WRITTEN TASK: The lines to extract start at the one containing "Target: mud brick wall" and end with the last line; give them exactly and nothing more.

___ RECORDS TO USE ___

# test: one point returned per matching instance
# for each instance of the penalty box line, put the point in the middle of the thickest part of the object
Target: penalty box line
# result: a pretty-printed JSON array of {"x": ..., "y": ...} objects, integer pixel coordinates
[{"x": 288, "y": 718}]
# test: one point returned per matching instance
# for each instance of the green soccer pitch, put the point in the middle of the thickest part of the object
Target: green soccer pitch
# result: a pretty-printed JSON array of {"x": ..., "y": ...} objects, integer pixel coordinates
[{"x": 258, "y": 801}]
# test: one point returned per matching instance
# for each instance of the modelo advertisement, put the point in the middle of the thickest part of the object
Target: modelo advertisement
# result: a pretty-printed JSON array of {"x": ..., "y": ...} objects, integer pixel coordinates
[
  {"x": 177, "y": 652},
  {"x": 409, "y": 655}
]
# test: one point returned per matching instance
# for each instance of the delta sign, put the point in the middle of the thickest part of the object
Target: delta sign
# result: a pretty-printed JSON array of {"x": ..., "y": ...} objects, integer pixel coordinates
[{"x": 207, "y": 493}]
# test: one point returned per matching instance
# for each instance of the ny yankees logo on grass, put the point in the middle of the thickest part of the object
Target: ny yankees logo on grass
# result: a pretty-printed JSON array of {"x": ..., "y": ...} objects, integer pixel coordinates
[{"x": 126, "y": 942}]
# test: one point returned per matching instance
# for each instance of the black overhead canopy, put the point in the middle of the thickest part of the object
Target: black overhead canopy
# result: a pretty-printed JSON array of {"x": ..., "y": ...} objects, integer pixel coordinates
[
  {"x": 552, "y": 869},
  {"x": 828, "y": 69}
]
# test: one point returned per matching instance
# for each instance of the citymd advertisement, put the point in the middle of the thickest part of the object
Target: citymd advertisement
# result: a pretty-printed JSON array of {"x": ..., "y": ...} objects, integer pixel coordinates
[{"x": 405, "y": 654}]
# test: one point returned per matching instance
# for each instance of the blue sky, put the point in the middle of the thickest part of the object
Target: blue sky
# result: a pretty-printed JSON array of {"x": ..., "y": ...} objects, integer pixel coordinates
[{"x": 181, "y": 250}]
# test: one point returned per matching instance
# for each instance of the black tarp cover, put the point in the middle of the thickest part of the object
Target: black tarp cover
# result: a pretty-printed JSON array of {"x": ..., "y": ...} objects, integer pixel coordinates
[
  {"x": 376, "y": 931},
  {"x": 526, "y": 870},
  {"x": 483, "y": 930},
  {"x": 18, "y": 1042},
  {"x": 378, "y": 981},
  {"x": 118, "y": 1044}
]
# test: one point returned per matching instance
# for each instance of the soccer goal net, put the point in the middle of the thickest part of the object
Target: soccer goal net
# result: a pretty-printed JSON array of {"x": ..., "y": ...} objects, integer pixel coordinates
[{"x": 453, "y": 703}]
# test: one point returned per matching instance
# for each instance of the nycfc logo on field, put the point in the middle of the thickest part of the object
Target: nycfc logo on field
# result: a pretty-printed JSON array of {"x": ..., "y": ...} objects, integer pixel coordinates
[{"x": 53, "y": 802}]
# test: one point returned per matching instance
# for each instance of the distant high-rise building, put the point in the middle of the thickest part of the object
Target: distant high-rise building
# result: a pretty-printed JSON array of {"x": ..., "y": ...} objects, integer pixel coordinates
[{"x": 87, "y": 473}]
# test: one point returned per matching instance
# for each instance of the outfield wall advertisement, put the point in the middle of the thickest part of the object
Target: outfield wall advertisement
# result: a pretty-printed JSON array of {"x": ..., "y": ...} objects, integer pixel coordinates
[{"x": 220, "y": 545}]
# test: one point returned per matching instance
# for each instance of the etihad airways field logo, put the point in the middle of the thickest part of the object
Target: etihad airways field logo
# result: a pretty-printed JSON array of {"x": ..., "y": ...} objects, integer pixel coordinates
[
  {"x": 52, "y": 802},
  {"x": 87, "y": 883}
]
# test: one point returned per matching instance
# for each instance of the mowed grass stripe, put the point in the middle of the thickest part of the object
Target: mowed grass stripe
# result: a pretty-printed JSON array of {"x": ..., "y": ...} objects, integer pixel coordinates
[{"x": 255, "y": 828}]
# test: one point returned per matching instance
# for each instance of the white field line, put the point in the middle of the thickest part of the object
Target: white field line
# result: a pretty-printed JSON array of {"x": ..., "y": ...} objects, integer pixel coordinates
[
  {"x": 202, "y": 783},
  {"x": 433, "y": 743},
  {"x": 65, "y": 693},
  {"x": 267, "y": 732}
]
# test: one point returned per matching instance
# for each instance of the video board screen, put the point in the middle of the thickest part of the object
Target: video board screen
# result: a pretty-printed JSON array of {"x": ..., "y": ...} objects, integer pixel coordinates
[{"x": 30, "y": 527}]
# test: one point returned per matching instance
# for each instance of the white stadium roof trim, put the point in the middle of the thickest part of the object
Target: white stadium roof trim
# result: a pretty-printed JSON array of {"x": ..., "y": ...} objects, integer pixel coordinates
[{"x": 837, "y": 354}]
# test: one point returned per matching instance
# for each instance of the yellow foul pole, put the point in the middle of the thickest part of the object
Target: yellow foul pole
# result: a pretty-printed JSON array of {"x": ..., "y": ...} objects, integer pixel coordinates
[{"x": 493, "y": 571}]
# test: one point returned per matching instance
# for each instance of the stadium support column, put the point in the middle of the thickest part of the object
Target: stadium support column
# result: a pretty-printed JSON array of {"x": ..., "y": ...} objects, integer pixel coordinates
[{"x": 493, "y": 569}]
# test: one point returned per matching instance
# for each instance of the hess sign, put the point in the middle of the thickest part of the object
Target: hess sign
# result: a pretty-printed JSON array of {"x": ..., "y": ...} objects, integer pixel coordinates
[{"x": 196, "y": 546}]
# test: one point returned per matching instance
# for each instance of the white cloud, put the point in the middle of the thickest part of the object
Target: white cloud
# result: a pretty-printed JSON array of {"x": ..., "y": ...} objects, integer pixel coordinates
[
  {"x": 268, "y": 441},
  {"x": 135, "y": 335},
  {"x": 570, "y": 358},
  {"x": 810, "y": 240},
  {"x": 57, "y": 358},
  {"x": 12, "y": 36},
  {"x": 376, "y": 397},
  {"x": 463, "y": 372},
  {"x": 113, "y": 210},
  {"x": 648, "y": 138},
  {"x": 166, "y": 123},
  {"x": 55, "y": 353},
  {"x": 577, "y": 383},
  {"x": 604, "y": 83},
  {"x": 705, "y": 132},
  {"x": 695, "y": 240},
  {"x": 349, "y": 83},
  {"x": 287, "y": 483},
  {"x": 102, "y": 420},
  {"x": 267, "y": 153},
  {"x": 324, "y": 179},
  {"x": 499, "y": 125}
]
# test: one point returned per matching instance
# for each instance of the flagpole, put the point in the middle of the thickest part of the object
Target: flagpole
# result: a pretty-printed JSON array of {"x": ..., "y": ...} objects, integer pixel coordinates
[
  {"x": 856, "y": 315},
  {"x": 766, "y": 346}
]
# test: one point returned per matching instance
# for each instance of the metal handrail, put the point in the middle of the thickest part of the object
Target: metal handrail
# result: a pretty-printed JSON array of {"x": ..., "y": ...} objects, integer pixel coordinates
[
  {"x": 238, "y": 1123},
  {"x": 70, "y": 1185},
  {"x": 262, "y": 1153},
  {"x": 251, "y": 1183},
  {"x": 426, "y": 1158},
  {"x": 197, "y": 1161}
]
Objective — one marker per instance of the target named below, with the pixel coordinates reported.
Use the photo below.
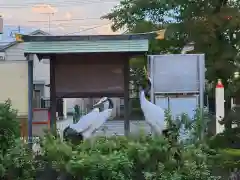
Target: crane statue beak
(102, 100)
(97, 104)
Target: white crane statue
(154, 115)
(91, 122)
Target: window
(37, 99)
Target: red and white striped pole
(220, 110)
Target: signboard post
(219, 106)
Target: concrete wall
(14, 84)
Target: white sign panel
(2, 56)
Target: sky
(69, 16)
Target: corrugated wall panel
(14, 84)
(87, 46)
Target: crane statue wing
(98, 122)
(154, 115)
(86, 121)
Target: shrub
(18, 163)
(141, 157)
(9, 126)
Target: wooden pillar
(126, 97)
(30, 97)
(53, 103)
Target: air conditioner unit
(2, 56)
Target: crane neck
(148, 87)
(110, 103)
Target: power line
(64, 20)
(60, 4)
(87, 29)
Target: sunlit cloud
(44, 9)
(68, 15)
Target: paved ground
(111, 127)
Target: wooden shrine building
(85, 66)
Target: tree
(213, 26)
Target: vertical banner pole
(220, 110)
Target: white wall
(41, 71)
(14, 84)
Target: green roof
(85, 44)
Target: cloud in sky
(19, 12)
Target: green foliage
(17, 163)
(135, 157)
(9, 126)
(212, 25)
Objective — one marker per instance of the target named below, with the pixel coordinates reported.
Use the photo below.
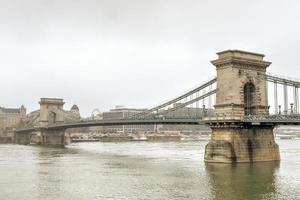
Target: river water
(142, 170)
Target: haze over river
(142, 170)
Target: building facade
(10, 118)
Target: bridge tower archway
(249, 92)
(51, 111)
(241, 91)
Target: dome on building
(74, 107)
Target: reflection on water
(142, 170)
(244, 180)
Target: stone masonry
(232, 140)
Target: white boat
(285, 136)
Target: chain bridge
(235, 104)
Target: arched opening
(248, 98)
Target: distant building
(10, 118)
(33, 119)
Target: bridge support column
(22, 138)
(251, 144)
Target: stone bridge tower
(51, 111)
(242, 91)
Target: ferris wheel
(96, 114)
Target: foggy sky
(137, 53)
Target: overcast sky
(137, 53)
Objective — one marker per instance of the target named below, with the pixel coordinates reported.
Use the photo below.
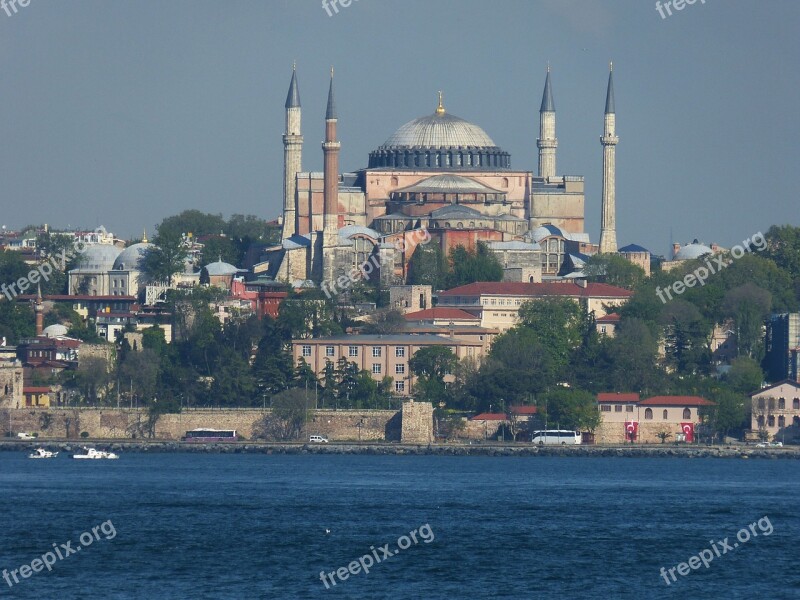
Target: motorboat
(42, 453)
(93, 454)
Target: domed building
(439, 174)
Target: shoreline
(389, 449)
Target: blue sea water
(265, 526)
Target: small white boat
(42, 453)
(92, 454)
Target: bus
(210, 435)
(551, 437)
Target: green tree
(613, 269)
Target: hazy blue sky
(121, 113)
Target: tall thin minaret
(547, 141)
(292, 157)
(330, 221)
(608, 221)
(38, 309)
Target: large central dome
(439, 130)
(441, 142)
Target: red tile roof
(521, 288)
(617, 397)
(441, 313)
(524, 410)
(609, 318)
(489, 417)
(676, 401)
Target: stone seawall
(121, 424)
(516, 450)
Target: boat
(42, 453)
(92, 454)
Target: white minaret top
(609, 141)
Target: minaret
(330, 221)
(292, 157)
(547, 141)
(38, 308)
(608, 221)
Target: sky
(123, 113)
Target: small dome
(98, 257)
(54, 331)
(692, 251)
(130, 258)
(220, 268)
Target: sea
(242, 526)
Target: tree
(167, 257)
(570, 409)
(431, 365)
(613, 269)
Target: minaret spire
(330, 220)
(609, 141)
(547, 142)
(292, 156)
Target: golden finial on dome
(440, 108)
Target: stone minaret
(330, 221)
(38, 308)
(608, 221)
(547, 141)
(292, 157)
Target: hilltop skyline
(122, 117)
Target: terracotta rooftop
(440, 313)
(676, 401)
(521, 288)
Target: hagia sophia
(444, 174)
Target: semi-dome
(54, 331)
(440, 141)
(98, 257)
(130, 258)
(220, 268)
(692, 251)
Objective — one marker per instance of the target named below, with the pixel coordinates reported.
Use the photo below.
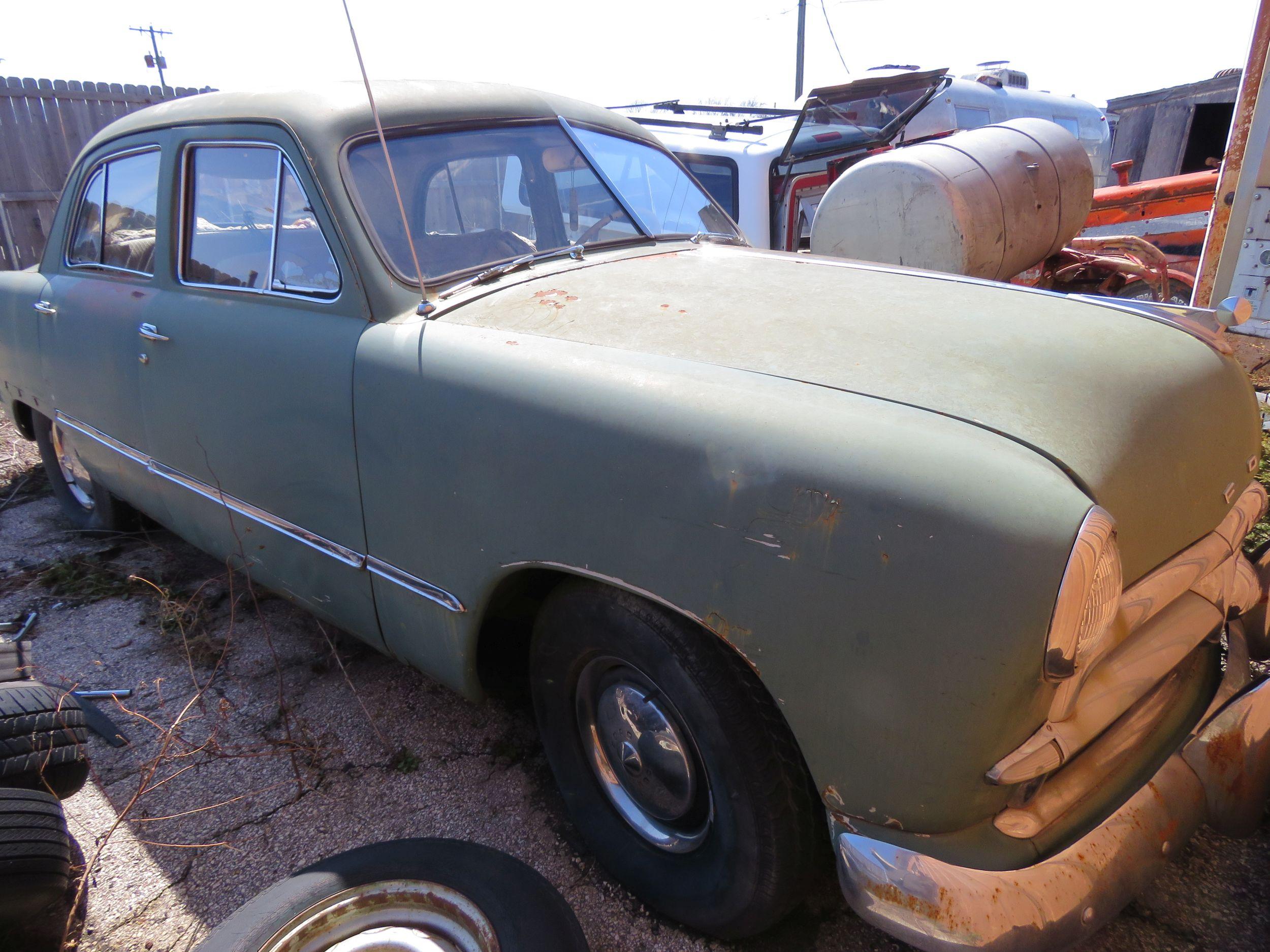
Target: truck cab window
(118, 216)
(249, 225)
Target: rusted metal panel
(1232, 164)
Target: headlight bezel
(1089, 598)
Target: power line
(826, 13)
(158, 59)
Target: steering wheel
(590, 234)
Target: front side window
(118, 215)
(718, 177)
(249, 225)
(479, 197)
(659, 192)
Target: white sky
(631, 51)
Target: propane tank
(990, 202)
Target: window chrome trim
(100, 166)
(186, 186)
(351, 557)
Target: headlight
(1089, 598)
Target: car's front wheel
(674, 761)
(85, 503)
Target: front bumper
(1221, 776)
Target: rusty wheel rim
(394, 915)
(74, 474)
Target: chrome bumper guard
(1221, 776)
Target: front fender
(888, 573)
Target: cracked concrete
(235, 806)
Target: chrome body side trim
(351, 557)
(288, 529)
(111, 442)
(1060, 902)
(377, 567)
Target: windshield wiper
(575, 252)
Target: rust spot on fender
(731, 634)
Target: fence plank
(44, 126)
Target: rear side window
(118, 215)
(249, 225)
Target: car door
(247, 382)
(101, 287)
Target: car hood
(1149, 419)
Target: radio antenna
(425, 308)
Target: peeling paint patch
(554, 298)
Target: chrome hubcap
(395, 915)
(74, 474)
(644, 760)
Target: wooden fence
(44, 125)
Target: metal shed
(1175, 130)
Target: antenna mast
(425, 308)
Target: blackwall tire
(35, 853)
(521, 908)
(731, 867)
(42, 739)
(89, 507)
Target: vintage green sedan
(769, 537)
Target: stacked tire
(42, 761)
(42, 739)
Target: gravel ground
(263, 742)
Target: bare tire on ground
(42, 739)
(35, 853)
(87, 504)
(674, 761)
(426, 894)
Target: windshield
(856, 115)
(479, 197)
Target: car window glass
(718, 177)
(131, 210)
(118, 215)
(237, 197)
(232, 226)
(87, 244)
(478, 197)
(482, 193)
(659, 192)
(303, 260)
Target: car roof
(326, 116)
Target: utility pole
(798, 60)
(158, 59)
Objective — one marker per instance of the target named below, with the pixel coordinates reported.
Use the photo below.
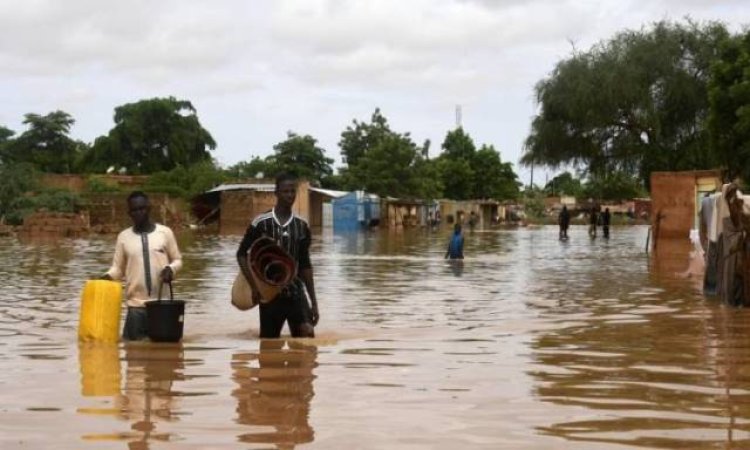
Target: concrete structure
(235, 205)
(320, 201)
(675, 200)
(404, 213)
(355, 211)
(453, 211)
(51, 225)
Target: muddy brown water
(530, 343)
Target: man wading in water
(293, 235)
(145, 254)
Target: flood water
(530, 343)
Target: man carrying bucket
(293, 235)
(146, 254)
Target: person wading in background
(606, 220)
(593, 221)
(456, 244)
(146, 254)
(564, 221)
(293, 235)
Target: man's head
(286, 189)
(138, 208)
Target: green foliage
(15, 181)
(98, 185)
(387, 163)
(187, 182)
(633, 104)
(564, 184)
(297, 154)
(301, 156)
(45, 143)
(729, 95)
(255, 168)
(533, 203)
(468, 173)
(359, 138)
(149, 136)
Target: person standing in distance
(456, 244)
(292, 234)
(145, 254)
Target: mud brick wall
(673, 198)
(47, 224)
(77, 183)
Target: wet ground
(530, 343)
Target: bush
(98, 185)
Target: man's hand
(315, 315)
(167, 275)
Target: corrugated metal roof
(244, 187)
(329, 192)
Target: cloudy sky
(256, 69)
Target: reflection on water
(275, 387)
(528, 343)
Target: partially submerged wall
(674, 197)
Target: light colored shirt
(130, 262)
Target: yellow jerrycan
(100, 311)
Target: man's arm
(175, 258)
(117, 271)
(306, 274)
(251, 235)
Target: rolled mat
(271, 267)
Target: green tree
(5, 135)
(187, 181)
(255, 168)
(393, 167)
(729, 97)
(152, 135)
(15, 181)
(564, 184)
(385, 162)
(301, 156)
(470, 173)
(361, 137)
(46, 143)
(633, 104)
(493, 179)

___

EXERCISE RESPONSE:
Target: mud brick wall
(673, 198)
(47, 224)
(77, 183)
Target: wet ground
(530, 343)
Target: bush
(98, 185)
Target: man's hand
(315, 315)
(167, 275)
Target: corrugated metal roof
(244, 187)
(329, 192)
Target: cloudy sky
(256, 69)
Target: reflection on water
(275, 387)
(528, 343)
Target: partially submerged wall
(674, 197)
Target: light colored shirt
(130, 262)
Target: yellow jerrycan
(100, 311)
Target: man's arm
(175, 258)
(117, 271)
(306, 274)
(251, 235)
Target: rolled mat
(271, 267)
Target: green tree
(5, 135)
(187, 181)
(255, 168)
(393, 167)
(729, 97)
(152, 135)
(15, 181)
(564, 184)
(385, 162)
(301, 156)
(470, 173)
(361, 137)
(46, 143)
(633, 104)
(493, 179)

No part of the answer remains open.